## start Task material
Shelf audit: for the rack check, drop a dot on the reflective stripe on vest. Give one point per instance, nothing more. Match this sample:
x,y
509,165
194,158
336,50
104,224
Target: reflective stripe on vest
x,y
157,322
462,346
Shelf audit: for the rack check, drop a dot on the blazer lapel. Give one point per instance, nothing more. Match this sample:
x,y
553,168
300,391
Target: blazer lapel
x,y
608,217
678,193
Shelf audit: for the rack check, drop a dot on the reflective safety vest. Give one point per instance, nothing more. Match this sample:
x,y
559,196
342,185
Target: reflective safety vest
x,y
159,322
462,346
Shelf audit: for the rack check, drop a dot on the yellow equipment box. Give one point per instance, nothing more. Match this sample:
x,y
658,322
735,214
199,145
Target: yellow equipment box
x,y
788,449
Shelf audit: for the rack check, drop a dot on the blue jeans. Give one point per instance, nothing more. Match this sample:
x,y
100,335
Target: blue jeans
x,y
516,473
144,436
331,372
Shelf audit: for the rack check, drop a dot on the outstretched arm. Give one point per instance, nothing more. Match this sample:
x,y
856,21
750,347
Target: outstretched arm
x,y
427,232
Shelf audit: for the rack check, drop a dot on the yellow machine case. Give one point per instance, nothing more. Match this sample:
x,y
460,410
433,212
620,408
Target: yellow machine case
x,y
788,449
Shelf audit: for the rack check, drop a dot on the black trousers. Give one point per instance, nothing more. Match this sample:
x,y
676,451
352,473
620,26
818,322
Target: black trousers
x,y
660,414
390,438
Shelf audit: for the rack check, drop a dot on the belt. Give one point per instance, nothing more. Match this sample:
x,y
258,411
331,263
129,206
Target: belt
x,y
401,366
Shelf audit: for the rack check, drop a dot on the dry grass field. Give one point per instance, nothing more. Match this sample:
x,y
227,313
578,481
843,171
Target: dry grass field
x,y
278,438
## end Task material
What the exercise asks
All of the data above should be transcribed exactly.

Exercise response
Shelf audit: for the rack check, drop a dot on the reflective stripe on vest. Give one point per instance, nothing more. Match this sample:
x,y
509,165
194,158
336,50
104,224
Target: reflective stripe on vest
x,y
157,322
462,346
Shelf audit: for the rack check, drop a dot on the blazer lapel. Give one point per instance, nothing more. Match this sample:
x,y
553,168
300,391
Target: blazer lapel
x,y
608,217
678,193
Shelf audit: for the rack check, drop a dot on the reflective safety vest. Give one point per instance, nothing more. Match this sample:
x,y
559,196
342,185
Target: reflective safety vest
x,y
159,322
462,346
Shelf audit: for the rack check, drop a dot on the yellow equipment box. Give one point per instance, nothing more. Match this sample:
x,y
658,322
735,214
199,145
Target: yellow equipment box
x,y
788,449
Shelf audit: for the rack check, drop a dot on the blue jeans. Give one point per instance, nothing more. Match this sample:
x,y
100,335
Target: blue jeans
x,y
516,473
144,436
331,372
Shelf audit: for the rack check, drop a dot on the outstretched arm. Give one point per instance, nothing more. Match this sample:
x,y
856,21
750,347
Target: outstretched arm
x,y
427,232
Shelf audit: for the rack check, drop a dot on the yellow machine case. Give one point per instance, nothing more. Match this sample:
x,y
460,410
433,212
620,408
Target: yellow machine case
x,y
788,449
Shelf audit: for the rack check, drop a dot on the black trousers. Give one point per instance, nothing more. Match this sample:
x,y
676,451
352,473
620,26
818,322
Target: black trousers
x,y
660,414
390,438
Shelf audit: for the rack check, drop a dot on the belt. Give one point per instance, nothing more. Match this sample:
x,y
258,411
331,263
129,206
Target: belt
x,y
401,366
Shelf audit: for the rack check, drop a dot on the dry grass field. Give one point per instance, nothing more. Match this sample:
x,y
227,313
578,481
843,171
Target: dry grass field
x,y
278,438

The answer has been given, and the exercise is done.